* [WRITTEN PROBLEM]: Return each line of the listing below that contains the string "sedan".

* [RECORDS TO USE]:

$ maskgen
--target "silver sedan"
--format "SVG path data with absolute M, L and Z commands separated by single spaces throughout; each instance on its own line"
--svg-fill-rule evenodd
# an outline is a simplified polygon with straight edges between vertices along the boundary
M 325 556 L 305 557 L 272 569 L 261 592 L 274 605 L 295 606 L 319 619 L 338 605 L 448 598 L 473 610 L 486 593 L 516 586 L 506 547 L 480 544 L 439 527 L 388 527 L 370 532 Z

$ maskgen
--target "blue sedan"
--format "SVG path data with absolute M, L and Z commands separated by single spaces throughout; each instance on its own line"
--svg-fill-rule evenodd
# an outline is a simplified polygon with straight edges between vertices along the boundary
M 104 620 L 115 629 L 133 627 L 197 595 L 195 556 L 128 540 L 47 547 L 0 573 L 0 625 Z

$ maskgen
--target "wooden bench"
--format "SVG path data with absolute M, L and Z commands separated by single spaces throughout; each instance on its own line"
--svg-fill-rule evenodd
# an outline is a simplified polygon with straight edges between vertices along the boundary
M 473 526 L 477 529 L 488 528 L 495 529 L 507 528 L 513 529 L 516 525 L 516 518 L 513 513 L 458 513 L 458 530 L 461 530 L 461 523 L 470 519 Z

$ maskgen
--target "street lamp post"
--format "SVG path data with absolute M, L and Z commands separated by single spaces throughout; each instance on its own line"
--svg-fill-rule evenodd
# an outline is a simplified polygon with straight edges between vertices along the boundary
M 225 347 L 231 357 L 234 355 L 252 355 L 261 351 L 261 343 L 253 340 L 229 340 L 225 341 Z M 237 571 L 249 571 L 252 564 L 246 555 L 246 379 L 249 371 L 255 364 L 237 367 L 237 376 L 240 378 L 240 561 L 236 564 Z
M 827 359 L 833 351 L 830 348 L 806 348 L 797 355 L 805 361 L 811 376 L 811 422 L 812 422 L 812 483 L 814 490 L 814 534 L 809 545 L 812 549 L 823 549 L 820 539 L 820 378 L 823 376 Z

* [TASK RESULT]:
--target "silver sedan"
--target "blue sedan"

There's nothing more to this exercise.